## PROBLEM
Count the lines in the listing below that contain the word "stem" and report that number alone.

## TASK INPUTS
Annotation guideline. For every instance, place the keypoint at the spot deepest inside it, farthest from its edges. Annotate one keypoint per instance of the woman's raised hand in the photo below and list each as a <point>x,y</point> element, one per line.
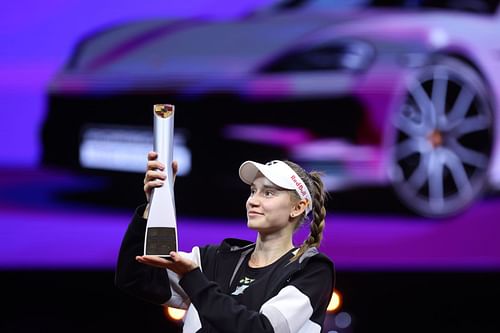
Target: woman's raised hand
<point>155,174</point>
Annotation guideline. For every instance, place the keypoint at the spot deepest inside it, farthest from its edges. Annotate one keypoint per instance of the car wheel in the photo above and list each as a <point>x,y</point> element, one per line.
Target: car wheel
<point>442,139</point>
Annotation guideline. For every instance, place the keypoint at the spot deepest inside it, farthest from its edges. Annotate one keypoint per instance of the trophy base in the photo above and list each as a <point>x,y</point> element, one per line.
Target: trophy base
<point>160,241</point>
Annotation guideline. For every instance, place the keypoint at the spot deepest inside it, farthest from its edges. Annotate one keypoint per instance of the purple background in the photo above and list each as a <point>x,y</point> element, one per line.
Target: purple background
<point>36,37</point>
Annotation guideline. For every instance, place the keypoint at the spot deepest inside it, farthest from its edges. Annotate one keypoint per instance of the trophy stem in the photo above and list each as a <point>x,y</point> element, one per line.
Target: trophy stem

---

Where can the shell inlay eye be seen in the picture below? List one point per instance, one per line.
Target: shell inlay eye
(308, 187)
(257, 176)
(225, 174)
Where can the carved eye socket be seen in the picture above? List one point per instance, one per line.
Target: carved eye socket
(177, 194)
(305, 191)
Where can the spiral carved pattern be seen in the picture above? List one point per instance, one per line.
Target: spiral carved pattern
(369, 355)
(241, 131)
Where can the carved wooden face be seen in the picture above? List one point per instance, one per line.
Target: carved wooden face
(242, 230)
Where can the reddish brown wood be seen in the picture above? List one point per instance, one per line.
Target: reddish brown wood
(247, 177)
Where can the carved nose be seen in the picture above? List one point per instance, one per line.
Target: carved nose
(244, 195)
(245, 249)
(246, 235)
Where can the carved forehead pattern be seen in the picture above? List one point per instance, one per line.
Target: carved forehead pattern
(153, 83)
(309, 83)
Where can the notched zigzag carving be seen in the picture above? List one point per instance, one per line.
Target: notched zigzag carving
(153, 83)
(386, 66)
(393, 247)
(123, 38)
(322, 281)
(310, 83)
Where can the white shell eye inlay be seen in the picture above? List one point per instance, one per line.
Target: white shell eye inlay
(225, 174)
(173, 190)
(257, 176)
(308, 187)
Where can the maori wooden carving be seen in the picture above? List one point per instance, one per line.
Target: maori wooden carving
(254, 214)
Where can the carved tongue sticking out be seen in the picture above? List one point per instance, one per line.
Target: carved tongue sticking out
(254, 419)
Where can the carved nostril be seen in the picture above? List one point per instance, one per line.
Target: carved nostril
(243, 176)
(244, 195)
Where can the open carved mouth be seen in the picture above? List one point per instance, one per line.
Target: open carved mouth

## ANSWER SECTION
2